Requirement »
Answer these questions from the text on Teach Mhici Mac Gabhann:
1. Where is Teach Mhici Mac Gabhann located?
2. In what year was the author of Rotha Mor an tSaoil born?
3. In which two states did he work in steel mills and mines?
--- begin Extract ---
Teach Mhici Mac Gabhann

Image of a white thatched cottage with red doors against a blue sky
Teach Mhici Mac Gabhann - Courtesy of Donegal County Heritage Office

Teach Mhici Mac Gabhann is the birth place of Mickey McGowan, the author of Rotha Mor an tSaoil (The Hard Road to Klondike). It is located in Gortahork, County Donegal.

Born in 1865 in Donegal, the eldest of twelve children in a poverty-stricken family, Michael MacGowan left home as a young man to work in Scotland, but soon headed for America and, he hoped, some kind of success. He worked his way across the country as a hobo, working in steel mills and mines in Tennessee and Montana, before embarking on his greatest adventure-the gold rush, in the primitive, harsh, and icy wastes of the Yukon. His saga is filled with vivid recountings of his adventures and experiences-canoeing the Yukon, panning for gold, sheltering with Indians, the long dark winters near the Arctic Circle-and his loyal ""sourdough"" companions.
--- end Extract ---
--- begin Data shown ---
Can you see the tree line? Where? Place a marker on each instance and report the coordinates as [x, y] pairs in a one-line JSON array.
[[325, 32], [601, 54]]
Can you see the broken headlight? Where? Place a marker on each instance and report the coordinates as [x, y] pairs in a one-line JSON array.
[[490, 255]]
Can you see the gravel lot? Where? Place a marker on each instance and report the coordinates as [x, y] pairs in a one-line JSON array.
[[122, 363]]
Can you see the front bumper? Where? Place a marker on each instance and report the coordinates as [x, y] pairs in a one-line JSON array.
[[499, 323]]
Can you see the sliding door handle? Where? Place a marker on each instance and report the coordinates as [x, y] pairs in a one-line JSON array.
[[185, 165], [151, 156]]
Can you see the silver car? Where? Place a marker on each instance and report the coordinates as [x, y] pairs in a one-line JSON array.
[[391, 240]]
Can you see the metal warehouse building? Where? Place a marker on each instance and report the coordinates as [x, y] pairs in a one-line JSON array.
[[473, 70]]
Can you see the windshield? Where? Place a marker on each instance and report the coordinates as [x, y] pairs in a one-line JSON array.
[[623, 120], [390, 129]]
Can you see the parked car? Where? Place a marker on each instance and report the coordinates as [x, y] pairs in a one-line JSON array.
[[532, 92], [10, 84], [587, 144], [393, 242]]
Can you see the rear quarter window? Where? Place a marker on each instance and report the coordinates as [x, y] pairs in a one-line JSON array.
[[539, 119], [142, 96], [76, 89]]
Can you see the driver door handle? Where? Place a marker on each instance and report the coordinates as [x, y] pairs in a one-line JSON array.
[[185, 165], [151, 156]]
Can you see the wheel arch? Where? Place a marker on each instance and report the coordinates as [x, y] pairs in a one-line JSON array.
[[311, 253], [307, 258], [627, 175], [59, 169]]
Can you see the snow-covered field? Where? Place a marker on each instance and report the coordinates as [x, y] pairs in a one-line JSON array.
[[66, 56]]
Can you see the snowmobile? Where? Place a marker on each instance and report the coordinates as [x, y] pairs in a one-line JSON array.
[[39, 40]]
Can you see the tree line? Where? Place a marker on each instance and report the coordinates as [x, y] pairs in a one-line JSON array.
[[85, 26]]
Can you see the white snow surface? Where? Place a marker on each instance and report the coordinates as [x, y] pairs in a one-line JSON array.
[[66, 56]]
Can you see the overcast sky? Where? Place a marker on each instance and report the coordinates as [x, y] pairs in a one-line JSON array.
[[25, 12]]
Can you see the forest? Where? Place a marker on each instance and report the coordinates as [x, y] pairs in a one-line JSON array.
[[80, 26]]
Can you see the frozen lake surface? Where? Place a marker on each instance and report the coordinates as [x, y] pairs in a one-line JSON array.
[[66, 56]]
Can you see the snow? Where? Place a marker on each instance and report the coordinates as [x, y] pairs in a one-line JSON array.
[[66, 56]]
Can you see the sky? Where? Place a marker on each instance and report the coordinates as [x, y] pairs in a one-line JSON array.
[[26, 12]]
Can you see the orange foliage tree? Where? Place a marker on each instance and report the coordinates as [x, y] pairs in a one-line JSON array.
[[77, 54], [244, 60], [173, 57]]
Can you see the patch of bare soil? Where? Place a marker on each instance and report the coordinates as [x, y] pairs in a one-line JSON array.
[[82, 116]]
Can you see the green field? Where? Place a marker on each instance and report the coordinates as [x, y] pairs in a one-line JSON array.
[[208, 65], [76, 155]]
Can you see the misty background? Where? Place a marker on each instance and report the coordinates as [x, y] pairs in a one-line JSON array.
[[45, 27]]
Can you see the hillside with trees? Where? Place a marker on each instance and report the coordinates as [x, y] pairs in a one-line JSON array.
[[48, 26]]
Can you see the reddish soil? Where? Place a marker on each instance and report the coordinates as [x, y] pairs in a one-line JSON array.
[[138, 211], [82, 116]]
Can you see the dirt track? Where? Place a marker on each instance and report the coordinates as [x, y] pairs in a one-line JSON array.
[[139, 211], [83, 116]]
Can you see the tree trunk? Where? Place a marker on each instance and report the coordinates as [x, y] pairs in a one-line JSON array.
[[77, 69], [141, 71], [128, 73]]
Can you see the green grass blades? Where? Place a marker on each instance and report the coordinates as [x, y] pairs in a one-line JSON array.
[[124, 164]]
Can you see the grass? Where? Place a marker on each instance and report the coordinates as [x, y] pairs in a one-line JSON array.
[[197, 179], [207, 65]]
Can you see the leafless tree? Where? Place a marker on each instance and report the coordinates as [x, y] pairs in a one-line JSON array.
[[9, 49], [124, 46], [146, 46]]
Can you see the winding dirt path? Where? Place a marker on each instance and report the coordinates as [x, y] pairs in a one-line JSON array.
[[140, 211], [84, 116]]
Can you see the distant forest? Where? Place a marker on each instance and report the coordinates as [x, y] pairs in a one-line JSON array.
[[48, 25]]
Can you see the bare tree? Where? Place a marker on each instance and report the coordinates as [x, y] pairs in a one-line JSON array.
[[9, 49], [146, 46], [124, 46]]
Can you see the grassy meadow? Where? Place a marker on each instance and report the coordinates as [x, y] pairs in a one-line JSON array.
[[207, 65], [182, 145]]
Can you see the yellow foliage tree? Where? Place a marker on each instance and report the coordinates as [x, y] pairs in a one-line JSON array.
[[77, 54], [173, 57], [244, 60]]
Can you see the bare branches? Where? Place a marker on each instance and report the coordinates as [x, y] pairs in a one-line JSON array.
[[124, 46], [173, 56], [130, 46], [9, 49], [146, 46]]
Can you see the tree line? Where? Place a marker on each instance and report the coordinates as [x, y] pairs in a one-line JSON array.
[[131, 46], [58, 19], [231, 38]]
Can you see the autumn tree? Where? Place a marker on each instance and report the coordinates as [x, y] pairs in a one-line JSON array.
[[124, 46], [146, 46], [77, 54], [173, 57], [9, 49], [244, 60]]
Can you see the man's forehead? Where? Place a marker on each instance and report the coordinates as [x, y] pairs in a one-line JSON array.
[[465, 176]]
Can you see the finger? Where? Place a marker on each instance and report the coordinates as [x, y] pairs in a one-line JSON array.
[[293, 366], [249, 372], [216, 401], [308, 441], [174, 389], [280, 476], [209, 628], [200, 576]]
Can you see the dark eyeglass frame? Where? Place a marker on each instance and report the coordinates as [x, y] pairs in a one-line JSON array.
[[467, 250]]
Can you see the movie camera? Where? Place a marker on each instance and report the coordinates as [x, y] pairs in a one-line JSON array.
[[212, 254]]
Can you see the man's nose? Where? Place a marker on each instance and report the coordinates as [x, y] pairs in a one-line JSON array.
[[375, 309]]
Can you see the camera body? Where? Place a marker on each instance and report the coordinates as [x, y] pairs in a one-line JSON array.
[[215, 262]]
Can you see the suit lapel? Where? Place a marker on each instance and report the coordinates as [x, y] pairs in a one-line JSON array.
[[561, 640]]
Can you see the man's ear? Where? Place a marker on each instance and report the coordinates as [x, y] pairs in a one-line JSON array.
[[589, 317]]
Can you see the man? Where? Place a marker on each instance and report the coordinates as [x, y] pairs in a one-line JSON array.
--- end Data shown ---
Final result »
1. Gortahork, County Donegal
2. 1865
3. Tennessee and Montana